Coordinate annotation entries

|---|

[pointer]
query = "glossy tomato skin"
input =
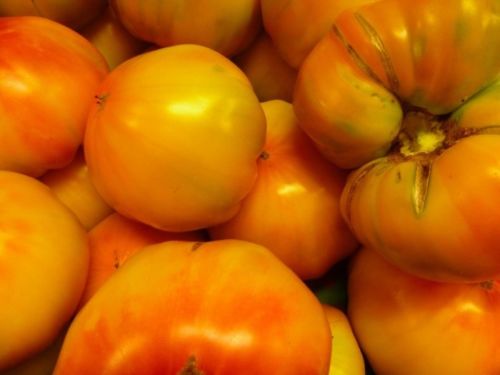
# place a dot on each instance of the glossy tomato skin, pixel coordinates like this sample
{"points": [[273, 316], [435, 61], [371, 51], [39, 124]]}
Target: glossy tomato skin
{"points": [[225, 307], [73, 187], [43, 267], [183, 124], [407, 325], [436, 215], [296, 26], [114, 240], [226, 26], [71, 13], [109, 36], [294, 207], [368, 71], [49, 76]]}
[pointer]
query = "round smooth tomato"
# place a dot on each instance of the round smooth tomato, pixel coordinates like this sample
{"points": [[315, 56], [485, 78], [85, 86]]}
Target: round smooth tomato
{"points": [[174, 137], [394, 95], [43, 267], [49, 74], [226, 26], [181, 307], [73, 186], [294, 207], [271, 77], [411, 326], [114, 240], [71, 13]]}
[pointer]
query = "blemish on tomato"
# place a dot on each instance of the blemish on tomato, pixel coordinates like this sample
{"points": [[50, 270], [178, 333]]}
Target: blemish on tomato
{"points": [[191, 368]]}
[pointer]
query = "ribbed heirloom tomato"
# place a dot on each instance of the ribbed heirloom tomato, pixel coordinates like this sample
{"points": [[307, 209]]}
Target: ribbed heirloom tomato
{"points": [[406, 90], [183, 308], [174, 136]]}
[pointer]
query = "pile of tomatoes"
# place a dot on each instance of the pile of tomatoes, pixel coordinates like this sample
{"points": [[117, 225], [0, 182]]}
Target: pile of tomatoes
{"points": [[250, 187]]}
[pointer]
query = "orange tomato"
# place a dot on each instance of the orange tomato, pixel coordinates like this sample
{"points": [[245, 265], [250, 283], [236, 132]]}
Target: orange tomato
{"points": [[109, 36], [293, 208], [226, 26], [180, 307], [49, 76], [346, 357], [116, 239], [271, 77], [72, 13], [72, 186], [296, 26], [393, 93], [174, 137], [43, 267], [411, 326]]}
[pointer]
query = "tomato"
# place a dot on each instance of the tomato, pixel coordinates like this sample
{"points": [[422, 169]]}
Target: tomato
{"points": [[296, 26], [293, 208], [412, 326], [48, 77], [114, 240], [226, 26], [43, 267], [173, 138], [73, 186], [110, 37], [71, 13], [271, 77], [346, 357], [394, 94], [180, 307]]}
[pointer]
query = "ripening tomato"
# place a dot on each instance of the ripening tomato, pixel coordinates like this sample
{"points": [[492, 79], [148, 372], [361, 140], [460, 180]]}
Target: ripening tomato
{"points": [[174, 137], [216, 307], [49, 74], [43, 267], [73, 186], [296, 26], [394, 93], [110, 37], [72, 13], [346, 357], [114, 240], [293, 208], [410, 326], [226, 26], [271, 77]]}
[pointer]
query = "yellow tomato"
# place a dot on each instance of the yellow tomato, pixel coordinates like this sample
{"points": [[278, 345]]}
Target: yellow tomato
{"points": [[174, 137], [346, 358], [293, 208], [43, 266], [73, 187]]}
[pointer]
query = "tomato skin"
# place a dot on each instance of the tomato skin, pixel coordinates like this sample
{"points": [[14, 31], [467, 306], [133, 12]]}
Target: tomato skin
{"points": [[407, 325], [230, 306], [369, 71], [293, 208], [114, 240], [443, 226], [73, 186], [109, 36], [53, 71], [271, 77], [44, 259], [226, 26], [71, 13], [346, 358], [296, 26], [183, 124]]}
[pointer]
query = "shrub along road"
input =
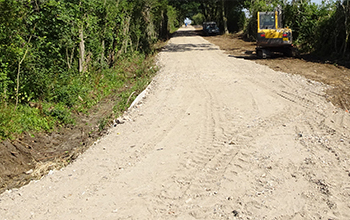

|---|

▶ Given problem
Collect every line of the data above that contains the string "place", matching case exactly.

▶ Task solution
# place a dot on each instance of the glossy tomato skin, pixel coordinates like this sample
# place a dot on each instance of the round smooth tomato, pixel coordinates like this sample
# place a dot on each instance of the blemish on tomato, pixel coordinates like this sample
# place a dot on each instance of the ribbed heirloom tomato, pixel coordinates like this sample
# place a dot on each instance of the pile of tomatoes, pixel coordinates like this sample
# place a dot on each instance of the orange tomato, pixel coordinates like this sample
# place a dot on each instance of the tomato, pixel coordinates like this sample
# place a dot on each instance of the ripening tomato, pixel coordinates like this sample
# place a dot on each instance of the yellow tomato, pixel coordinates like this sample
# place a dot on each instance of the tomato skin, pixel coordinates like this sample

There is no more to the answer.